◆ QUOTED TEXT:
___
Sacramento Express
- Full name: Sacramento Express
- Union: USA Rugby
- Founded: 2016
- Disbanded: 2017
- Location: Sacramento, California, U.S.
- Ground: Bonney Field (Capacity: 11,440)
- Coach: Luke Gross
- League: PRO Rugby
| 1st kit | 2nd kit |

= Sacramento Express =

The Sacramento Express were a professional American rugby union team that played in the short lived PRO Rugby competition. They were based in Sacramento, California, and played their home games at Bonney Field.

==History==
In early November 2015, PRO Rugby launched its Facebook page and scheduled an announcement for November 9, 2015.
On November 9, 2015, PRO Rugby made an official announcement outlining its plans and a framework for the competition. USA Rugby affirmed that it sanctioned and supported the PRO Rugby competition.
PRO Rugby announced its first team, Sacramento, on November 18, 2015.

In February 2016, Luke Gross was announced as the head coach of the new Sacramento PRO Rugby team.
___
◆ EXERCISE INPUT:
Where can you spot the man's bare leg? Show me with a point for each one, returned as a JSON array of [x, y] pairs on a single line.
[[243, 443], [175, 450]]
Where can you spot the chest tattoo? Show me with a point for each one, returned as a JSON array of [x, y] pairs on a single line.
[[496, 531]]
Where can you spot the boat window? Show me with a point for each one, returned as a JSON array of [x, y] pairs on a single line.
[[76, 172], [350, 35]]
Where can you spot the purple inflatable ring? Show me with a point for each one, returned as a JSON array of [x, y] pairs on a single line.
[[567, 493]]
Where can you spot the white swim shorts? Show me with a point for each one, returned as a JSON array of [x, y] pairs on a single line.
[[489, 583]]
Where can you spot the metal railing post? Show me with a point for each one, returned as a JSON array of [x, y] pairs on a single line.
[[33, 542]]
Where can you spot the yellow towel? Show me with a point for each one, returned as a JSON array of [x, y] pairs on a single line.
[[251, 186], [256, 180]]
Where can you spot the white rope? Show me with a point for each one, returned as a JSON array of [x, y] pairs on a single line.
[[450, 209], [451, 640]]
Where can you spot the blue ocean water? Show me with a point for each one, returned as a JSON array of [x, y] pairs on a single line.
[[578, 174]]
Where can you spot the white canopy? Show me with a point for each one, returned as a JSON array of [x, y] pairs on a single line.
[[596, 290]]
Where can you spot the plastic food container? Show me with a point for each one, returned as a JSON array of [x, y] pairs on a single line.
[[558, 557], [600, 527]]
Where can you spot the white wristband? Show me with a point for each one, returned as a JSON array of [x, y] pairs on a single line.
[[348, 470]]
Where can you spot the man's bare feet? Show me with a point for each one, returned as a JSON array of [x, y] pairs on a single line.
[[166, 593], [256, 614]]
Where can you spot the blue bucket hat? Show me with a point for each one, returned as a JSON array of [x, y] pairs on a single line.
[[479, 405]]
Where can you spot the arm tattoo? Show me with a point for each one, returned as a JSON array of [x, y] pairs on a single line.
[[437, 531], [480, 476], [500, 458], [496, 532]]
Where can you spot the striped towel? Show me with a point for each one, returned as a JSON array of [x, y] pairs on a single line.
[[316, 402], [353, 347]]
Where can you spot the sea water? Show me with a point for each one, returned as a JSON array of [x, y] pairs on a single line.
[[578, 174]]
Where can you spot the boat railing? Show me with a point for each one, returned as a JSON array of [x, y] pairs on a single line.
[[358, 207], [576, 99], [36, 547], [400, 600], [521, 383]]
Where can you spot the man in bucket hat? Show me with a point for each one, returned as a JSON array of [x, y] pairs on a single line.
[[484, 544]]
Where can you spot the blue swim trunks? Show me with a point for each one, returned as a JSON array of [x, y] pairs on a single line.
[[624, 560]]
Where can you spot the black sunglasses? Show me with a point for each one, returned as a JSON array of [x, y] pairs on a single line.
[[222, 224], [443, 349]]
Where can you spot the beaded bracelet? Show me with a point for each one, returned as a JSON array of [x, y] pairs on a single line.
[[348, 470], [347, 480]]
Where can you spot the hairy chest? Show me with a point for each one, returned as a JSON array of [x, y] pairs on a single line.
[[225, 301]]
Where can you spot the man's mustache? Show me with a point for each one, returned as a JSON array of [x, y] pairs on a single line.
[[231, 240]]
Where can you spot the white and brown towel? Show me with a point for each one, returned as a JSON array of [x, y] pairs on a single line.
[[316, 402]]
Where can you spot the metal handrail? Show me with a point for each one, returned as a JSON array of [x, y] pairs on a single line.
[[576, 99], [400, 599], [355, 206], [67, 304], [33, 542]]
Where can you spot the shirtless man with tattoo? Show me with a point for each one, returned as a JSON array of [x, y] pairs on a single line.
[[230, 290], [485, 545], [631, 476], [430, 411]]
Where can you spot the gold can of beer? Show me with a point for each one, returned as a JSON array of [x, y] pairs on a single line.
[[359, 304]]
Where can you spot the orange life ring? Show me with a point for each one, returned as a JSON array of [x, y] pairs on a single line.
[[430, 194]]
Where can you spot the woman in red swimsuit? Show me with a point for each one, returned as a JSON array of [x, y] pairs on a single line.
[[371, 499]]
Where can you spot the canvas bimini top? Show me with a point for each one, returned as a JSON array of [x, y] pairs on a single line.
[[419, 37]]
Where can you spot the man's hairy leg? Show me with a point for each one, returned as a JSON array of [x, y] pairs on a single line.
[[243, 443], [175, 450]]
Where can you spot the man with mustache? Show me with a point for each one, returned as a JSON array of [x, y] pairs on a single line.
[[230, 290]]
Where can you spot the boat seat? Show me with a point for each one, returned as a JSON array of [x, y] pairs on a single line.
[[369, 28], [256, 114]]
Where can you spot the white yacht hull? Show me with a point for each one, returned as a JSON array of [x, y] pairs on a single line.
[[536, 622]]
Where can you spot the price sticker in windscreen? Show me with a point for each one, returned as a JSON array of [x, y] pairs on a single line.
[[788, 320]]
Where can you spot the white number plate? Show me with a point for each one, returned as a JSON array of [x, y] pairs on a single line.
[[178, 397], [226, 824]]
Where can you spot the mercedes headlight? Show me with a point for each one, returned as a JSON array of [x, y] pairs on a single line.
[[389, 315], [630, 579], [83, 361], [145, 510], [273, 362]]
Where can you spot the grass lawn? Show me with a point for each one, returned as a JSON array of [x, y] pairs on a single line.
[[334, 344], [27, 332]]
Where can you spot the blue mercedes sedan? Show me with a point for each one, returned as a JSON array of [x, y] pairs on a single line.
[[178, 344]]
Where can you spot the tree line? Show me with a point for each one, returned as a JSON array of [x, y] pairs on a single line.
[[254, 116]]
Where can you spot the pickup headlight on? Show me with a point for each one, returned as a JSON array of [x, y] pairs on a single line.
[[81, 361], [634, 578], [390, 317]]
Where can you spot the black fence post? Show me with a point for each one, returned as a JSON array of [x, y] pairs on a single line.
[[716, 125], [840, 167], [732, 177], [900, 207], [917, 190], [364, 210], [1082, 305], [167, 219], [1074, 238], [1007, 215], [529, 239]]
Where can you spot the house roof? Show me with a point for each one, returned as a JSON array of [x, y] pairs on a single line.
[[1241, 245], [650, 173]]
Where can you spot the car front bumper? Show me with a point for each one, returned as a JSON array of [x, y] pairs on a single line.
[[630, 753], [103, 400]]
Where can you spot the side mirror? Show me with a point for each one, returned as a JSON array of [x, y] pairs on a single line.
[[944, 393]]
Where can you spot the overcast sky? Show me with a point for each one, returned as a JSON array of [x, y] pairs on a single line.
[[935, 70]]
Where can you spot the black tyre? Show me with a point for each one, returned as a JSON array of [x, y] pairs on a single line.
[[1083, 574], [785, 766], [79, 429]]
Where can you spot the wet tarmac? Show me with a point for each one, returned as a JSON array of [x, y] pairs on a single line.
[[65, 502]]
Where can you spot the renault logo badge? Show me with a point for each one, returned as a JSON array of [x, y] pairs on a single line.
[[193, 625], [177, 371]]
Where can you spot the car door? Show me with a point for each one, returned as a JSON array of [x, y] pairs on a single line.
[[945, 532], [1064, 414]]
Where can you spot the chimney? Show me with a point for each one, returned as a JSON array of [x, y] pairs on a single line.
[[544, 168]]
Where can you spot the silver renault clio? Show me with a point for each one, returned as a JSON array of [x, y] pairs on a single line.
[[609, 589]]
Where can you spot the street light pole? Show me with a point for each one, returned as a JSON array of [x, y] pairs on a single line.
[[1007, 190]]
___
◆ TASKS FOR THIS EXERCISE:
(A) Answer these questions about the Sacramento Express article, one per line:
(i) What was the team's home ground, and what was its capacity?
(ii) On what date did PRO Rugby announce Sacramento as its first team?
(iii) In what month and year was Luke Gross announced as head coach?
(B) Return every line of the records that contains the string "hairy". Case counts.

◆ SOLUTION LIST:
(A)
(i) Bonney Field, with a capacity of 11,440
(ii) November 18, 2015
(iii) February 2016

(B)
Where can you spot the hairy chest? Show me with a point for each one, returned as a JSON array of [x, y] pairs on a single line.
Where can you spot the man's hairy leg? Show me with a point for each one, returned as a JSON array of [x, y] pairs on a single line.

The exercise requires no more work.